Stated task: Copy out the listing below, switching every "Target" to "Label" and leaving everything else unchanged.

Records:

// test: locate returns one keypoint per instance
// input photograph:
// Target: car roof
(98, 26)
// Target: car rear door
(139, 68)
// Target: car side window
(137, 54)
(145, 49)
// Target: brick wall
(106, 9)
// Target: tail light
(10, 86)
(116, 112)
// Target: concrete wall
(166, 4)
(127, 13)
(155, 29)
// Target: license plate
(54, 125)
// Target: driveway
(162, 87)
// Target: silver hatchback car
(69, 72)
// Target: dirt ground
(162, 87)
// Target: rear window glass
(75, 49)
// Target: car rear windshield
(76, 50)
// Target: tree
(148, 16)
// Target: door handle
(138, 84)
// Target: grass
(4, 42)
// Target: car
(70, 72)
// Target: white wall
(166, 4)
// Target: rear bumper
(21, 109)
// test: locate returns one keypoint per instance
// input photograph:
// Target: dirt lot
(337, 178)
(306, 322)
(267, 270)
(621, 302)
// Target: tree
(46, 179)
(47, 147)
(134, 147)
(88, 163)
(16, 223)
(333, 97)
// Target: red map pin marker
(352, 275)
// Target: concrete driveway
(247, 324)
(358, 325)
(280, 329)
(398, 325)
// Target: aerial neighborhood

Answer to the problem:
// test: locate returns one keypoint per instance
// input photograph:
// Label: car roof
(98, 26)
// Label: car rear door
(139, 68)
// Label: car side window
(137, 54)
(145, 49)
// Label: brick wall
(106, 9)
// Label: tail light
(10, 86)
(116, 112)
// Label: concrete wall
(166, 4)
(127, 13)
(155, 29)
// Label: license plate
(54, 125)
// Label: driveway
(162, 87)
// Label: silver hatchback car
(69, 72)
// Label: dirt ground
(162, 87)
// Label: rear window glass
(75, 49)
// Label: car rear windshield
(76, 50)
// Label: tree
(148, 16)
// Label: door handle
(138, 84)
// Label: grass
(4, 42)
// Label: car
(70, 72)
// Label: white wall
(166, 4)
// Label: rear bumper
(21, 109)
// test: locate returns one keypoint per instance
// input photograph:
// Label: dirt lot
(337, 178)
(306, 322)
(267, 270)
(621, 302)
// Label: tree
(46, 179)
(47, 147)
(134, 147)
(88, 163)
(16, 223)
(333, 97)
// Label: red map pin marker
(352, 275)
// Label: concrete driveway
(247, 324)
(358, 325)
(280, 329)
(398, 325)
// Label: aerial neighborhood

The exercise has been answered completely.